## [WRITTEN INSTRUCTION]
Can you convert everything from the line containing "the bicycle parked" down to the end of the records, both ends included, into a Markdown table with the columns Row and Line, giving each line its own numbered row and leaving out blank lines?
******
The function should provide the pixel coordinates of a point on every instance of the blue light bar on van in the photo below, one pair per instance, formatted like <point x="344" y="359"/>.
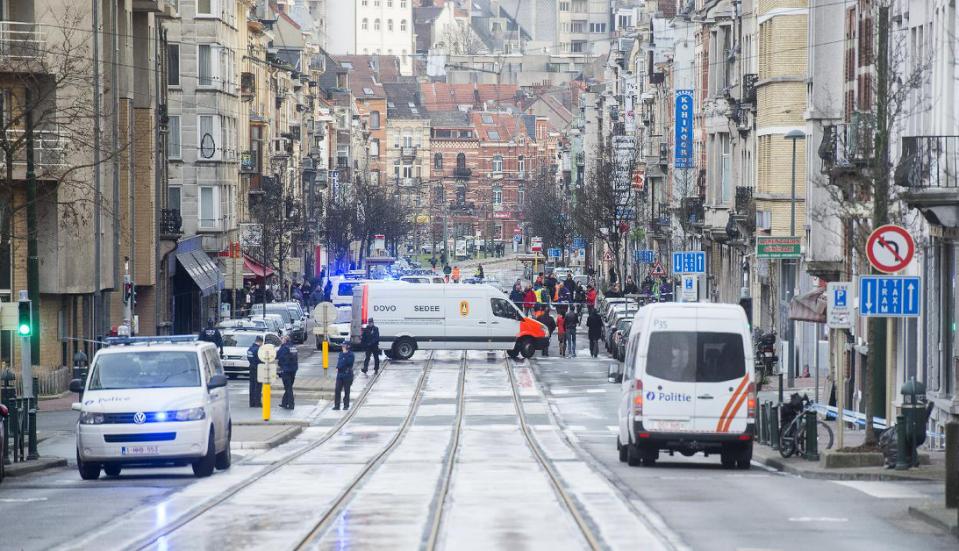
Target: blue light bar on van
<point x="168" y="339"/>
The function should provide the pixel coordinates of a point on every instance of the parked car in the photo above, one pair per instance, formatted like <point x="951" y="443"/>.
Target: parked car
<point x="153" y="401"/>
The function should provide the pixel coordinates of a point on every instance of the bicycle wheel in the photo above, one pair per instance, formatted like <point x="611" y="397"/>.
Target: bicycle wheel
<point x="824" y="436"/>
<point x="787" y="441"/>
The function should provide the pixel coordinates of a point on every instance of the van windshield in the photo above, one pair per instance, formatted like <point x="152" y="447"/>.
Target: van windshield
<point x="141" y="369"/>
<point x="694" y="357"/>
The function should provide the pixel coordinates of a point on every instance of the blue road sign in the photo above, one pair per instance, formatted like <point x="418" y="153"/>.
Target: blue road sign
<point x="890" y="296"/>
<point x="689" y="262"/>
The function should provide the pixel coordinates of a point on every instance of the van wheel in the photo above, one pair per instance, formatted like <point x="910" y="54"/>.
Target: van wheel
<point x="527" y="347"/>
<point x="88" y="470"/>
<point x="225" y="458"/>
<point x="204" y="466"/>
<point x="404" y="348"/>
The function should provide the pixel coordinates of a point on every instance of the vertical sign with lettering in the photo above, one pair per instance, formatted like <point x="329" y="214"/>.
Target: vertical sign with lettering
<point x="683" y="155"/>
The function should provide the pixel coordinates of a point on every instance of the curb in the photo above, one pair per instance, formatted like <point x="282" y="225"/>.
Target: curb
<point x="783" y="466"/>
<point x="924" y="515"/>
<point x="33" y="466"/>
<point x="291" y="432"/>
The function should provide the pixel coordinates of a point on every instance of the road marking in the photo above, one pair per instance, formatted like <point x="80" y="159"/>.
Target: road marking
<point x="882" y="490"/>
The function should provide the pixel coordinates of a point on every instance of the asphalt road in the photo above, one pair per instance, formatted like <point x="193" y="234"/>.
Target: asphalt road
<point x="712" y="508"/>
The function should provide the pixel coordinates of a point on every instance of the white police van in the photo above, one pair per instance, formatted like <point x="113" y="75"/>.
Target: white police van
<point x="153" y="401"/>
<point x="687" y="384"/>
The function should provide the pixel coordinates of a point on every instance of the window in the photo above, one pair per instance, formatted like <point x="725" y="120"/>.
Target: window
<point x="173" y="138"/>
<point x="503" y="308"/>
<point x="208" y="207"/>
<point x="204" y="65"/>
<point x="173" y="198"/>
<point x="205" y="7"/>
<point x="704" y="357"/>
<point x="173" y="64"/>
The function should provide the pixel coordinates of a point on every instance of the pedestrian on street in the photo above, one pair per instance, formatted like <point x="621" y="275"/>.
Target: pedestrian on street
<point x="550" y="324"/>
<point x="561" y="333"/>
<point x="570" y="321"/>
<point x="252" y="356"/>
<point x="286" y="357"/>
<point x="516" y="295"/>
<point x="594" y="326"/>
<point x="370" y="339"/>
<point x="212" y="334"/>
<point x="344" y="377"/>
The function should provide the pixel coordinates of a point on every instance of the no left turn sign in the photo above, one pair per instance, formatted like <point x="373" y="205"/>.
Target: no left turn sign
<point x="890" y="248"/>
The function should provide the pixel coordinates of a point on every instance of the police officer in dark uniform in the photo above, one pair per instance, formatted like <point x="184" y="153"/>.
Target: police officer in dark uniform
<point x="286" y="357"/>
<point x="344" y="377"/>
<point x="370" y="339"/>
<point x="252" y="356"/>
<point x="212" y="334"/>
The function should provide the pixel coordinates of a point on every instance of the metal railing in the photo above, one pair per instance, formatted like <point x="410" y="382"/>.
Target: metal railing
<point x="21" y="41"/>
<point x="929" y="162"/>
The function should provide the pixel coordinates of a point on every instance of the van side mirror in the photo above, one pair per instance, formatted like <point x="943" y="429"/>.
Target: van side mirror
<point x="216" y="381"/>
<point x="613" y="374"/>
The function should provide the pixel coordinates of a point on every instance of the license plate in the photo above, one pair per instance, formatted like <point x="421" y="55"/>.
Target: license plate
<point x="672" y="425"/>
<point x="139" y="450"/>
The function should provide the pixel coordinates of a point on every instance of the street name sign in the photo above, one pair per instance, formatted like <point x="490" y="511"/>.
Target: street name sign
<point x="778" y="247"/>
<point x="839" y="305"/>
<point x="890" y="296"/>
<point x="689" y="262"/>
<point x="890" y="248"/>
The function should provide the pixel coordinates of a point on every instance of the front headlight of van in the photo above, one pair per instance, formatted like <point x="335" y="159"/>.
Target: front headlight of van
<point x="192" y="414"/>
<point x="91" y="418"/>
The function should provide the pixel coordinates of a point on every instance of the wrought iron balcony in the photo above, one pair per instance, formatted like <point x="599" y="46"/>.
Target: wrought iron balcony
<point x="170" y="224"/>
<point x="848" y="147"/>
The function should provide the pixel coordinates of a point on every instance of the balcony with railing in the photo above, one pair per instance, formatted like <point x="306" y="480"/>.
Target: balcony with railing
<point x="22" y="46"/>
<point x="849" y="147"/>
<point x="929" y="170"/>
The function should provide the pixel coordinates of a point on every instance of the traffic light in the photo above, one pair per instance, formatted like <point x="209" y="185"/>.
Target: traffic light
<point x="24" y="319"/>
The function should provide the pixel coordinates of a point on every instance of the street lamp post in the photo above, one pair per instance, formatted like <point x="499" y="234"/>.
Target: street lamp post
<point x="790" y="291"/>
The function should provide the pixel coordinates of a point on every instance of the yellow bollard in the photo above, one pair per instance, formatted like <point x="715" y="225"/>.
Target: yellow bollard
<point x="266" y="401"/>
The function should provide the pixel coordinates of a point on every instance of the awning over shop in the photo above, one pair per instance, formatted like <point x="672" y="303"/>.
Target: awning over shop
<point x="809" y="306"/>
<point x="202" y="270"/>
<point x="255" y="268"/>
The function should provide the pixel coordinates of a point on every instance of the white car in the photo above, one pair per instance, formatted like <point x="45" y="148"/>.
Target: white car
<point x="688" y="384"/>
<point x="153" y="401"/>
<point x="235" y="344"/>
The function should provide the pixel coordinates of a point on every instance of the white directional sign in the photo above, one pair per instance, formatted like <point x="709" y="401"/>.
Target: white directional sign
<point x="890" y="296"/>
<point x="839" y="311"/>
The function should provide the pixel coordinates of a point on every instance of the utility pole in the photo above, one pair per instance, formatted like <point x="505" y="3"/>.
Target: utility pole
<point x="874" y="379"/>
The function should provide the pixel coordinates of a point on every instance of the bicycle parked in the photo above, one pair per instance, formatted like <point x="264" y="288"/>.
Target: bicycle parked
<point x="792" y="439"/>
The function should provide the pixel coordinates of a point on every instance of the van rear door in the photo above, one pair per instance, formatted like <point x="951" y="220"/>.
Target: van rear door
******
## [REPLY]
| Row | Line |
|---|---|
| 1 | The function should provide the pixel coordinates of a point on every instance of the bicycle parked in the photo above, one pair per instance, formatted like <point x="264" y="288"/>. |
| 2 | Target: bicycle parked |
| 3 | <point x="792" y="439"/> |
| 4 | The function should provide the pixel coordinates of a point on every instance of the van rear door in the photo above, one pair per instance, formatted like <point x="951" y="220"/>. |
| 5 | Target: van rear door |